• _Data shown_
▶

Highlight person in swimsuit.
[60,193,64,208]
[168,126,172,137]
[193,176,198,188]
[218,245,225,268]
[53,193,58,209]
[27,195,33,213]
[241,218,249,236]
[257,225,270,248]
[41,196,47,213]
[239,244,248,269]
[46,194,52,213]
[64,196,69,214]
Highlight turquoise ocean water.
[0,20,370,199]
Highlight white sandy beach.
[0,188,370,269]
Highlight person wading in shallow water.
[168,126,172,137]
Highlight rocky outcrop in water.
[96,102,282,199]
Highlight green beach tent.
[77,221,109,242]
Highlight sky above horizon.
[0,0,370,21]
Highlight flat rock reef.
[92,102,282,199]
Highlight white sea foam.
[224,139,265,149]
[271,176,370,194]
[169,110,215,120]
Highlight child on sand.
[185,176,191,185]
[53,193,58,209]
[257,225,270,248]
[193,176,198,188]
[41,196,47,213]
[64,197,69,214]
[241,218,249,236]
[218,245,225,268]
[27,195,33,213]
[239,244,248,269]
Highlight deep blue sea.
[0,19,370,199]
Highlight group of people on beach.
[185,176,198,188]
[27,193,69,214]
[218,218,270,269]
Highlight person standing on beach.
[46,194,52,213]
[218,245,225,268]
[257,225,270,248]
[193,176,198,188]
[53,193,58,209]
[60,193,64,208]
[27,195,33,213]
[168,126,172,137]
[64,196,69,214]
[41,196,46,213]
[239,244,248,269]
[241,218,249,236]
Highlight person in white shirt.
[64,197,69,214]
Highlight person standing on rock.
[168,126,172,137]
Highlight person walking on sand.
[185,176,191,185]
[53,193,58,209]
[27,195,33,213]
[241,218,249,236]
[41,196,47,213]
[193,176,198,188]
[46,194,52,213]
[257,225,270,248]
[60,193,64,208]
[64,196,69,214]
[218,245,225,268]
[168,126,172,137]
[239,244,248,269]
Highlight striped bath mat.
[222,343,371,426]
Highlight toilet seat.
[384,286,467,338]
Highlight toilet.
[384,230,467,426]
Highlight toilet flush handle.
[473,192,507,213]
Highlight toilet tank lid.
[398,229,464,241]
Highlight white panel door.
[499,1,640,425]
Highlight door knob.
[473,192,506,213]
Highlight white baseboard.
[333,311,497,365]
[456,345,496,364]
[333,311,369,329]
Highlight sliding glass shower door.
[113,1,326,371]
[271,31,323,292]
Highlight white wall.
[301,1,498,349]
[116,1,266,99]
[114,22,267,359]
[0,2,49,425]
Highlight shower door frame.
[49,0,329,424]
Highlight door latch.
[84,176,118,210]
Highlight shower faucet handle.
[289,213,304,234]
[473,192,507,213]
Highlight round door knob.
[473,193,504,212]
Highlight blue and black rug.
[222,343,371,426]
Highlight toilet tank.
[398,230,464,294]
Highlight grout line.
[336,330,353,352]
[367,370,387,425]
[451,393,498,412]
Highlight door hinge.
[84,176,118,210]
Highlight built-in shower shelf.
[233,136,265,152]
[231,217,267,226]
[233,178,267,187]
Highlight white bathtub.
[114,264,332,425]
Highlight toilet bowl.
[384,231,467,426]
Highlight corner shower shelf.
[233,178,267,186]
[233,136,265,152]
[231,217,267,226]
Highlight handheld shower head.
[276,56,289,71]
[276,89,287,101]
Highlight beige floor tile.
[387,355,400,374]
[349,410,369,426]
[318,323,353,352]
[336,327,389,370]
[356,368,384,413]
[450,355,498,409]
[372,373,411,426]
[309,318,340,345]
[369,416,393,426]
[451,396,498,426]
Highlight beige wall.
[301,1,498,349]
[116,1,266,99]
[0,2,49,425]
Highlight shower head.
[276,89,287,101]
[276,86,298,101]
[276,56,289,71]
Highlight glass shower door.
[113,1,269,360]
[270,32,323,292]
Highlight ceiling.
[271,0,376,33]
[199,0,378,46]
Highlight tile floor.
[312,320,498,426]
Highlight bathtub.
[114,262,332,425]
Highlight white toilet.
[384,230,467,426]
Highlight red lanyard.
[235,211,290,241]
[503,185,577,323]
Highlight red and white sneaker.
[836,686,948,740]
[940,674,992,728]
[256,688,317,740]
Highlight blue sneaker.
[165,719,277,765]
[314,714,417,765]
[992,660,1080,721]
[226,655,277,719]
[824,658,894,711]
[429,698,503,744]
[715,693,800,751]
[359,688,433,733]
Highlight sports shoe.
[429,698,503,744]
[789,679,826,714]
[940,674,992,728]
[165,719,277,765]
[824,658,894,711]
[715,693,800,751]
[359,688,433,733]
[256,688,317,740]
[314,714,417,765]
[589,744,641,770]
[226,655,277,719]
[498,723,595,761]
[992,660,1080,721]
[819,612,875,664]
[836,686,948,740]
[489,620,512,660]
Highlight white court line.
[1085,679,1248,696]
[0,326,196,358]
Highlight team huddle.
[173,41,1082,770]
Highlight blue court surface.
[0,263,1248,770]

◀

• _What to do_
Put each line of the listing above into a Markdown table with two columns, Row and Line. Number the rows and leave out any blank lines.

• _Full solution_
| Row | Line |
|---|---|
| 1 | Highlight person in swimsuit. |
| 2 | [60,193,64,208] |
| 3 | [168,126,172,137] |
| 4 | [193,176,198,188] |
| 5 | [218,245,225,268] |
| 6 | [53,193,58,209] |
| 7 | [27,195,33,213] |
| 8 | [241,218,249,236] |
| 9 | [257,225,270,248] |
| 10 | [41,196,47,213] |
| 11 | [239,244,248,269] |
| 12 | [46,194,52,213] |
| 13 | [64,196,69,214] |
| 14 | Highlight turquoise ocean water. |
| 15 | [0,20,370,199] |
| 16 | Highlight white sandy beach. |
| 17 | [0,188,370,269] |
| 18 | Highlight person wading in shallow water. |
| 19 | [168,126,172,137] |
| 20 | Highlight rocky outcrop in water. |
| 21 | [96,102,282,199] |
| 22 | Highlight green beach tent. |
| 23 | [77,221,109,242] |
| 24 | Highlight sky above horizon. |
| 25 | [0,0,370,21] |
| 26 | Highlight flat rock reef. |
| 27 | [92,102,282,199] |
| 28 | Highlight white sea foam. |
| 29 | [224,139,265,149] |
| 30 | [271,176,370,194] |
| 31 | [169,110,215,120] |
| 32 | Highlight child on sand. |
| 33 | [185,176,191,185] |
| 34 | [53,193,58,209] |
| 35 | [257,225,270,248] |
| 36 | [193,176,198,188] |
| 37 | [41,196,47,213] |
| 38 | [64,197,69,214] |
| 39 | [241,218,249,236] |
| 40 | [218,245,225,268] |
| 41 | [27,195,33,213] |
| 42 | [239,244,248,269] |
| 43 | Highlight deep blue sea. |
| 44 | [0,19,370,199] |
| 45 | Highlight group of people on beach. |
| 46 | [185,176,198,188] |
| 47 | [27,193,69,214] |
| 48 | [218,218,270,269] |
| 49 | Highlight person standing on beach. |
| 50 | [46,194,52,213] |
| 51 | [218,245,225,268] |
| 52 | [257,225,270,248] |
| 53 | [193,176,198,188] |
| 54 | [53,193,58,209] |
| 55 | [60,193,64,208] |
| 56 | [27,195,33,213] |
| 57 | [168,126,172,137] |
| 58 | [64,196,69,214] |
| 59 | [41,196,46,213] |
| 60 | [239,244,248,269] |
| 61 | [241,218,249,236] |
| 62 | Highlight person in white shirt. |
| 63 | [64,197,69,214] |
| 64 | Highlight person standing on rock. |
| 65 | [168,126,172,137] |
| 66 | Highlight person walking on sand. |
| 67 | [185,176,191,185] |
| 68 | [53,193,58,209] |
| 69 | [27,195,33,213] |
| 70 | [241,218,249,236] |
| 71 | [41,196,47,213] |
| 72 | [193,176,198,188] |
| 73 | [46,194,52,213] |
| 74 | [257,225,270,248] |
| 75 | [60,193,64,208] |
| 76 | [64,196,69,214] |
| 77 | [218,245,225,268] |
| 78 | [168,126,172,137] |
| 79 | [239,244,248,269] |
| 80 | Highlight striped bath mat. |
| 81 | [222,343,371,426] |
| 82 | Highlight toilet seat. |
| 83 | [384,286,467,338] |
| 84 | Highlight toilet. |
| 85 | [384,230,467,426] |
| 86 | Highlight toilet flush handle. |
| 87 | [473,192,507,213] |
| 88 | Highlight toilet tank lid. |
| 89 | [398,229,464,241] |
| 90 | Highlight white panel door. |
| 91 | [499,1,640,425] |
| 92 | Highlight door knob. |
| 93 | [473,192,506,213] |
| 94 | Highlight white baseboard. |
| 95 | [333,311,497,365] |
| 96 | [456,345,496,364] |
| 97 | [333,311,369,329] |
| 98 | Highlight sliding glass shower door. |
| 99 | [113,1,326,371] |
| 100 | [271,31,323,292] |
| 101 | Highlight white wall. |
| 102 | [301,1,498,349] |
| 103 | [116,1,266,99] |
| 104 | [114,22,267,359] |
| 105 | [0,2,49,425] |
| 106 | Highlight shower door frame. |
| 107 | [49,0,329,424] |
| 108 | Highlight door latch. |
| 109 | [84,176,118,210] |
| 110 | Highlight shower faucet handle. |
| 111 | [289,213,304,234] |
| 112 | [473,192,507,213] |
| 113 | Highlight round door knob. |
| 114 | [473,193,504,212] |
| 115 | Highlight blue and black rug. |
| 116 | [222,343,371,426] |
| 117 | Highlight toilet tank. |
| 118 | [398,230,464,294] |
| 119 | Highlight grout line. |
| 120 | [336,330,353,352] |
| 121 | [367,370,387,425] |
| 122 | [451,393,498,412] |
| 123 | Highlight door hinge. |
| 124 | [84,176,118,210] |
| 125 | Highlight built-in shower shelf. |
| 126 | [233,136,265,152] |
| 127 | [231,217,267,226] |
| 128 | [233,178,267,187] |
| 129 | Highlight white bathtub. |
| 130 | [114,264,332,425] |
| 131 | Highlight toilet bowl. |
| 132 | [384,231,467,426] |
| 133 | Highlight corner shower shelf. |
| 134 | [233,178,267,186] |
| 135 | [233,136,265,152] |
| 136 | [231,217,267,226] |
| 137 | Highlight handheld shower head. |
| 138 | [276,56,289,71] |
| 139 | [276,89,287,101] |
| 140 | Highlight beige floor tile. |
| 141 | [387,355,400,374] |
| 142 | [349,410,369,426] |
| 143 | [318,323,353,352] |
| 144 | [336,327,389,370] |
| 145 | [356,368,384,413] |
| 146 | [450,355,498,409] |
| 147 | [372,373,411,426] |
| 148 | [309,318,340,345] |
| 149 | [369,416,393,426] |
| 150 | [451,396,498,426] |
| 151 | Highlight beige wall. |
| 152 | [301,1,498,349] |
| 153 | [116,1,266,99] |
| 154 | [0,2,49,425] |
| 155 | Highlight shower head. |
| 156 | [276,89,287,101] |
| 157 | [276,86,298,101] |
| 158 | [276,56,289,71] |
| 159 | Highlight glass shower door. |
| 160 | [113,1,269,360] |
| 161 | [270,32,323,292] |
| 162 | Highlight ceiling. |
| 163 | [271,0,376,33] |
| 164 | [199,0,378,46] |
| 165 | Highlight tile floor. |
| 166 | [312,320,498,426] |
| 167 | Highlight bathtub. |
| 168 | [114,262,332,425] |
| 169 | Highlight white toilet. |
| 170 | [384,230,467,426] |
| 171 | Highlight red lanyard. |
| 172 | [235,211,290,241] |
| 173 | [503,185,577,323] |
| 174 | Highlight red and white sneaker. |
| 175 | [836,686,948,740] |
| 176 | [940,674,992,728] |
| 177 | [256,688,317,740] |
| 178 | Highlight blue sneaker. |
| 179 | [165,719,277,765] |
| 180 | [314,714,417,765] |
| 181 | [992,660,1080,721] |
| 182 | [226,655,277,719] |
| 183 | [824,658,894,711] |
| 184 | [429,698,503,744] |
| 185 | [715,693,800,751] |
| 186 | [359,688,433,733] |
| 187 | Highlight sports shoe. |
| 188 | [429,698,503,744] |
| 189 | [789,679,826,714] |
| 190 | [940,674,992,728] |
| 191 | [165,719,277,765] |
| 192 | [824,658,894,711] |
| 193 | [715,693,800,751] |
| 194 | [359,688,433,733] |
| 195 | [256,688,317,740] |
| 196 | [314,714,417,765] |
| 197 | [589,744,641,770] |
| 198 | [226,655,277,719] |
| 199 | [498,723,595,761] |
| 200 | [992,660,1080,721] |
| 201 | [819,612,875,664] |
| 202 | [836,686,948,740] |
| 203 | [489,620,512,660] |
| 204 | Highlight white court line. |
| 205 | [1085,679,1248,696] |
| 206 | [0,326,196,358] |
| 207 | Highlight team huddle. |
| 208 | [173,41,1082,770] |
| 209 | Highlight blue court surface. |
| 210 | [0,263,1248,770] |